_WHAT TO WORK ON_: Please arrange each line of the listing below as a Markdown table with the columns Row and Line, numbering the rows and omitting blank lines.

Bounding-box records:

— START —

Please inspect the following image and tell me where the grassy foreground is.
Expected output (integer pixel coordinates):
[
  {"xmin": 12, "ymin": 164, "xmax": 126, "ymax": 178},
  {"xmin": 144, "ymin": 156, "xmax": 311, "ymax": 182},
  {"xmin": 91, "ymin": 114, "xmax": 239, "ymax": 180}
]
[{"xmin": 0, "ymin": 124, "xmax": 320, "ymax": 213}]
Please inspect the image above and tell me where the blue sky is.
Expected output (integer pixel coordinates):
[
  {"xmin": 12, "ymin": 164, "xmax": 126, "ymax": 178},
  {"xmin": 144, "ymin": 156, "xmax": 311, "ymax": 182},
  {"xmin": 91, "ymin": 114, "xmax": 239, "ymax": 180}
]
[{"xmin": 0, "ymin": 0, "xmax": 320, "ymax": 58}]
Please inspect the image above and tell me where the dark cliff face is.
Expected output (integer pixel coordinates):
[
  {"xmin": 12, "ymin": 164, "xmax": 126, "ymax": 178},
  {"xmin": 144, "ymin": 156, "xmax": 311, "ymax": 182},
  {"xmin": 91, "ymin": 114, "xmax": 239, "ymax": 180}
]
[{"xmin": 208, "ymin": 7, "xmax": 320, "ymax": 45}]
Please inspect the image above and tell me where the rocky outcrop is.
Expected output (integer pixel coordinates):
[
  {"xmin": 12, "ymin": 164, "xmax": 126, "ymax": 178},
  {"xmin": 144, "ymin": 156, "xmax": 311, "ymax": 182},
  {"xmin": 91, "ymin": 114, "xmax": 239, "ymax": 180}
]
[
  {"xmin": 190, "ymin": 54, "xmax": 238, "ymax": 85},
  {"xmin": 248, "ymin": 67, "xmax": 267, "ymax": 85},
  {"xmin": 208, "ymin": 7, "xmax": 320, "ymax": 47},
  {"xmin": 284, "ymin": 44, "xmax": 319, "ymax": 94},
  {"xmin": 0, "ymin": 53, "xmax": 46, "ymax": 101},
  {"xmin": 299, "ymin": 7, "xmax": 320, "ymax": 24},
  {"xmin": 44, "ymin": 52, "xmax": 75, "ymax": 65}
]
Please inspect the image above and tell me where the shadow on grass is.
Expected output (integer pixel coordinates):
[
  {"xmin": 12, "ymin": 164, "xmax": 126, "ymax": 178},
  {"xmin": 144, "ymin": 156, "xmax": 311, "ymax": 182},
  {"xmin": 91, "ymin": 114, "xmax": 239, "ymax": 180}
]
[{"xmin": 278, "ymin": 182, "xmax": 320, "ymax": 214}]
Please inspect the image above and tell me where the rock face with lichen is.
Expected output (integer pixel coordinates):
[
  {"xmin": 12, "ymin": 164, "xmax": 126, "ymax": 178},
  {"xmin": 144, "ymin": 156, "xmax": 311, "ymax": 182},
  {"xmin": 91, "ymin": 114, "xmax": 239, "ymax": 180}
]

— END —

_WRITTEN ANSWER_:
| Row | Line |
|---|---|
| 1 | Please inspect the following image and tell me where the grassy foreground is. |
| 2 | Expected output (integer pixel coordinates): |
| 3 | [ |
| 4 |   {"xmin": 12, "ymin": 164, "xmax": 126, "ymax": 178}, |
| 5 |   {"xmin": 144, "ymin": 156, "xmax": 311, "ymax": 182}, |
| 6 |   {"xmin": 91, "ymin": 114, "xmax": 239, "ymax": 180} |
| 7 | ] |
| 8 | [{"xmin": 0, "ymin": 124, "xmax": 320, "ymax": 213}] |
| 9 | Please inspect the image above and tell me where the blue sky is. |
| 10 | Expected output (integer pixel coordinates): |
| 11 | [ |
| 12 |   {"xmin": 12, "ymin": 164, "xmax": 126, "ymax": 178}, |
| 13 |   {"xmin": 144, "ymin": 156, "xmax": 311, "ymax": 182}, |
| 14 |   {"xmin": 91, "ymin": 114, "xmax": 239, "ymax": 180} |
| 15 | ] |
| 16 | [{"xmin": 0, "ymin": 0, "xmax": 320, "ymax": 58}] |
| 17 | Please inspect the image above and tell me where the dark cliff face is. |
| 18 | Expected output (integer pixel coordinates): |
| 19 | [ |
| 20 |   {"xmin": 12, "ymin": 164, "xmax": 126, "ymax": 178}, |
| 21 |   {"xmin": 144, "ymin": 156, "xmax": 311, "ymax": 182}, |
| 22 |   {"xmin": 91, "ymin": 114, "xmax": 239, "ymax": 180} |
| 23 | ] |
| 24 | [{"xmin": 208, "ymin": 7, "xmax": 320, "ymax": 45}] |
| 25 | Please inspect the image above and tell me where the rocky outcrop is. |
| 26 | Expected output (integer pixel coordinates): |
| 27 | [ |
| 28 |   {"xmin": 12, "ymin": 164, "xmax": 126, "ymax": 178}, |
| 29 |   {"xmin": 144, "ymin": 156, "xmax": 311, "ymax": 182}, |
| 30 |   {"xmin": 91, "ymin": 114, "xmax": 239, "ymax": 180} |
| 31 | ] |
| 32 | [ |
| 33 |   {"xmin": 190, "ymin": 54, "xmax": 238, "ymax": 85}, |
| 34 |   {"xmin": 248, "ymin": 67, "xmax": 267, "ymax": 85}, |
| 35 |   {"xmin": 208, "ymin": 7, "xmax": 320, "ymax": 47}, |
| 36 |   {"xmin": 284, "ymin": 44, "xmax": 319, "ymax": 94}, |
| 37 |   {"xmin": 0, "ymin": 53, "xmax": 46, "ymax": 101}, |
| 38 |   {"xmin": 299, "ymin": 7, "xmax": 320, "ymax": 24}, |
| 39 |   {"xmin": 44, "ymin": 52, "xmax": 75, "ymax": 65} |
| 40 | ] |
| 41 | Please inspect the image above and tell me where the shadow on grass is. |
| 42 | Expected output (integer pixel coordinates): |
| 43 | [ |
| 44 |   {"xmin": 12, "ymin": 164, "xmax": 126, "ymax": 178}, |
| 45 |   {"xmin": 144, "ymin": 156, "xmax": 311, "ymax": 182}, |
| 46 |   {"xmin": 91, "ymin": 114, "xmax": 239, "ymax": 180} |
| 47 | ] |
| 48 | [{"xmin": 278, "ymin": 182, "xmax": 320, "ymax": 214}] |
| 49 | Please inspect the image above and tell me where the rock face with lichen is. |
| 50 | Expected output (integer pixel coordinates): |
| 51 | [ |
| 52 |   {"xmin": 12, "ymin": 164, "xmax": 126, "ymax": 178}, |
| 53 |   {"xmin": 144, "ymin": 156, "xmax": 311, "ymax": 182}, |
| 54 |   {"xmin": 91, "ymin": 114, "xmax": 239, "ymax": 180} |
| 55 | ] |